Restate the records below word for word, and omit the images they hold.

╭──

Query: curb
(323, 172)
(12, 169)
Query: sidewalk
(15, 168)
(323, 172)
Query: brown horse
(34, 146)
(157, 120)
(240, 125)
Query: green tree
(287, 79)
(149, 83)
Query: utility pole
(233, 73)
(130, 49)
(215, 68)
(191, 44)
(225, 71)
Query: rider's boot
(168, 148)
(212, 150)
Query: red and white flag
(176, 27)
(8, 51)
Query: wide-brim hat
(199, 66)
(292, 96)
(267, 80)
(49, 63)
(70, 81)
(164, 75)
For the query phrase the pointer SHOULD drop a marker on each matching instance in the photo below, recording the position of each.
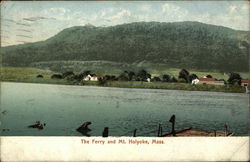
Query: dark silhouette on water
(38, 125)
(172, 120)
(84, 129)
(134, 135)
(105, 132)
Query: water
(64, 108)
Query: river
(64, 108)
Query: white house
(195, 81)
(211, 81)
(90, 78)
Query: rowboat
(196, 132)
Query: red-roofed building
(245, 82)
(207, 81)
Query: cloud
(121, 14)
(232, 9)
(144, 8)
(173, 12)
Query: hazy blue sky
(34, 21)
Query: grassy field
(29, 75)
(175, 72)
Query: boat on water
(193, 132)
(196, 132)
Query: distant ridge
(188, 44)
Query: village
(142, 76)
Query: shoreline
(138, 85)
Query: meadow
(29, 75)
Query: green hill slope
(189, 45)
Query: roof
(206, 79)
(245, 81)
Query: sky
(31, 21)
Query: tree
(209, 76)
(192, 77)
(173, 79)
(156, 79)
(142, 75)
(234, 78)
(123, 77)
(184, 74)
(131, 74)
(68, 74)
(166, 78)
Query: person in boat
(38, 125)
(105, 132)
(84, 127)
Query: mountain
(190, 45)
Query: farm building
(207, 81)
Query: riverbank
(28, 75)
(137, 84)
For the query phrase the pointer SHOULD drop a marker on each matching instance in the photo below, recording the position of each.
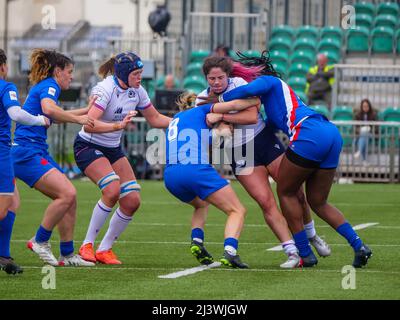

╰──

Task result.
Query: curb
(323, 172)
(12, 169)
Query: sidewalk
(15, 168)
(323, 172)
Query: brown horse
(34, 146)
(157, 120)
(240, 125)
Query: green tree
(287, 79)
(149, 83)
Query: utility pole
(233, 73)
(130, 49)
(215, 68)
(191, 44)
(225, 71)
Query: rider's boot
(168, 148)
(212, 150)
Query: red and white flag
(176, 27)
(8, 51)
Query: wide-brim hat
(199, 66)
(292, 96)
(267, 80)
(49, 63)
(70, 81)
(164, 75)
For the query phrase the pointer SHOULD drop a marker on each matching instance in the photo below, recording the position of each.
Query: dark silhouette on water
(38, 125)
(172, 120)
(84, 129)
(134, 135)
(105, 132)
Query: water
(64, 108)
Query: river
(64, 108)
Query: white house
(195, 81)
(211, 81)
(90, 78)
Query: rowboat
(196, 132)
Query: red-roofed building
(245, 82)
(207, 81)
Query: cloud
(121, 14)
(232, 9)
(144, 8)
(173, 12)
Query: hazy blue sky
(34, 21)
Query: grassy field
(29, 75)
(175, 72)
Query: boat on water
(193, 132)
(196, 132)
Query: distant ridge
(188, 44)
Query: village
(142, 76)
Query: shoreline
(138, 85)
Query: meadow
(29, 75)
Query: green hill slope
(189, 45)
Query: roof
(206, 79)
(245, 81)
Query: sky
(31, 21)
Query: tree
(209, 76)
(192, 77)
(173, 79)
(156, 79)
(142, 75)
(234, 78)
(123, 77)
(184, 74)
(131, 74)
(68, 74)
(166, 78)
Query: person in boat
(38, 125)
(105, 132)
(84, 127)
Query: mountain
(190, 45)
Query: farm building
(207, 81)
Query: riverbank
(28, 75)
(137, 84)
For the query phrase the pointer SHOULD drop a marker on each matching instance in the photo below, recording the position of each.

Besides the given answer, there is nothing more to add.